◆ Written request ◆
Retype the stretch of the gift-giving comments below from "Same with the" through "a continuing series….".

◆ Page extract ◆
=====

Same with the extended members- two of them give extremely generous gifts which is a bit uncomfortable. And frankly if I wanted a spotty M and S dressing gown I would buy one for myself. (Newsflash- I probably won’t.)
Arrgh, why does no-one listen to me , part 102 of a continuing series….
My sisters and I decided on no Christmas presents for the adults once we all had kids. But then my older sister always gives us some homemade biscuits, and her husband works in a distillery so there’s always a bottle and I have neither the time nor skills to reciprocate without just buying something.
Could have been worse. She might have got the wrong Ezra and bought you Mr. Pound’s Fascist Cantos
… or George Ezra’s latest platter, @ahh_bisto
Or Essra Mohawk’s “Primordial Lovers” (1970) – an album that I once read was the greatest piece of buried treasure in the history of popular music. I bought it unheard.
I was disappoint.
Do any other Afterworders have Essra Mohawk’s “Primordial Lovers”?
A long time ago an ex of mine, knowing my liking for P.J. Harvey, came home with a cassette for me.
Apparently Polly and PJ Proby are one and the same.
Polly’s rather less likely to split her trousers.

=====

◆ Data entries ◆
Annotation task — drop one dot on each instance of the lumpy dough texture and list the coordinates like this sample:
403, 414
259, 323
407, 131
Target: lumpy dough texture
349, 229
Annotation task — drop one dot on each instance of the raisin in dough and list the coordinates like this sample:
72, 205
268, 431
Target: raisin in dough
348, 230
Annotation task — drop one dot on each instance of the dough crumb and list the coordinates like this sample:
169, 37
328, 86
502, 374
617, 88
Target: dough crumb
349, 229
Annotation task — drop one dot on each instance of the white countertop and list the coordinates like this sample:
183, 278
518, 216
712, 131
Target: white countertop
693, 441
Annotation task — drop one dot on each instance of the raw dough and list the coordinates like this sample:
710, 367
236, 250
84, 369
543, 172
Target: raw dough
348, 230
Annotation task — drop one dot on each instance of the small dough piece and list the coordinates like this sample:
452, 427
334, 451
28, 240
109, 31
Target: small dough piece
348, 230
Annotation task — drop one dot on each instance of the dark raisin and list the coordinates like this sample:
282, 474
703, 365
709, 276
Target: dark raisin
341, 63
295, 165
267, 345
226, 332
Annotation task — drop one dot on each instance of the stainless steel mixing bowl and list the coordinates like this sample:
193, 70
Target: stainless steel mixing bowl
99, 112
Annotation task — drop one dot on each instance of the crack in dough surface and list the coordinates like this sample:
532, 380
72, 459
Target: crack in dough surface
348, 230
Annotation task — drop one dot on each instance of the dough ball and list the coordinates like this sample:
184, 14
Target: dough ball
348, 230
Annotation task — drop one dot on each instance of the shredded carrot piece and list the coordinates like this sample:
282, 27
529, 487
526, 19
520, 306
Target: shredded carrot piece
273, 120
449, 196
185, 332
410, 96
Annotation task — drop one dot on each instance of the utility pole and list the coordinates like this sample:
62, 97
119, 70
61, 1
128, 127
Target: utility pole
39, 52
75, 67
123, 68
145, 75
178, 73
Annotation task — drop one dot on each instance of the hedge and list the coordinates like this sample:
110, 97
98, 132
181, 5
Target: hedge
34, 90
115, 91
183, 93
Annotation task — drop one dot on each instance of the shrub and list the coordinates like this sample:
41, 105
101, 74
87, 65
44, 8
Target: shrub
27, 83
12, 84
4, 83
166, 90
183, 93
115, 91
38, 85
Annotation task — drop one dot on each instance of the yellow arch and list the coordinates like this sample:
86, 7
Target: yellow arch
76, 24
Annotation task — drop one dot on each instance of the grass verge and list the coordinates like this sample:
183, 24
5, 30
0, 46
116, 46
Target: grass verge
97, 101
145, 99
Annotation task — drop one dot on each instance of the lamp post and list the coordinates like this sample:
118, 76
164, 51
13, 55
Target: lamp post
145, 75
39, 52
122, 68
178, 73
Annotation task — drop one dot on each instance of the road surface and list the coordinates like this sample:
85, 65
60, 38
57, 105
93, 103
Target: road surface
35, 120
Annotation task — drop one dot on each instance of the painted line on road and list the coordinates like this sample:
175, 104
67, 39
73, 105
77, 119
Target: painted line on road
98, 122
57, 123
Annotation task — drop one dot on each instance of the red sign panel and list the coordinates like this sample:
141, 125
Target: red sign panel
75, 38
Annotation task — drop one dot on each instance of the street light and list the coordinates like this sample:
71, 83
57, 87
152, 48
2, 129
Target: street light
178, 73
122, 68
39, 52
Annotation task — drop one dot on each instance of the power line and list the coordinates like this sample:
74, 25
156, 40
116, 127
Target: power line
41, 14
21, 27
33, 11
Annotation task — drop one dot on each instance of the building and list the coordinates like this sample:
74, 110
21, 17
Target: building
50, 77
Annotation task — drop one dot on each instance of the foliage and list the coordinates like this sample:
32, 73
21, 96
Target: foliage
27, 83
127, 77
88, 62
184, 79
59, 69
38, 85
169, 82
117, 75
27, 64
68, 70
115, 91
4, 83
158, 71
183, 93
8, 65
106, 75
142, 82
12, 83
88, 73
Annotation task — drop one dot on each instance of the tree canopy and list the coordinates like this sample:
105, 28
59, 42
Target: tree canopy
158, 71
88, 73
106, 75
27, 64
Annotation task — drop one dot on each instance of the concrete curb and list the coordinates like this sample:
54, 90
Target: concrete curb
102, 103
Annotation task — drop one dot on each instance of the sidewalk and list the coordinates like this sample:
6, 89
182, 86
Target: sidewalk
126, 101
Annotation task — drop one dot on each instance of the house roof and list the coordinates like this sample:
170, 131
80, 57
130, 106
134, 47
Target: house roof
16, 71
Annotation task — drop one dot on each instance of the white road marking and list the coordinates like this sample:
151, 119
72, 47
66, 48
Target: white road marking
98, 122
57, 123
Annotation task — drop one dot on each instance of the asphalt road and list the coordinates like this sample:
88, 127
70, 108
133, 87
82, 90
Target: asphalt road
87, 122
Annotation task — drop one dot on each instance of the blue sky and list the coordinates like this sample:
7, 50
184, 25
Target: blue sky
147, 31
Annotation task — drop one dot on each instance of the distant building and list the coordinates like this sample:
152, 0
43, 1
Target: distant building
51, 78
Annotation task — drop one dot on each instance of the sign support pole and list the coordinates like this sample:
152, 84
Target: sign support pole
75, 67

=====

◆ Finished answer ◆
Same with the extended members- two of them give extremely generous gifts which is a bit uncomfortable. And frankly if I wanted a spotty M and S dressing gown I would buy one for myself. (Newsflash- I probably won’t.)
Arrgh, why does no-one listen to me , part 102 of a continuing series….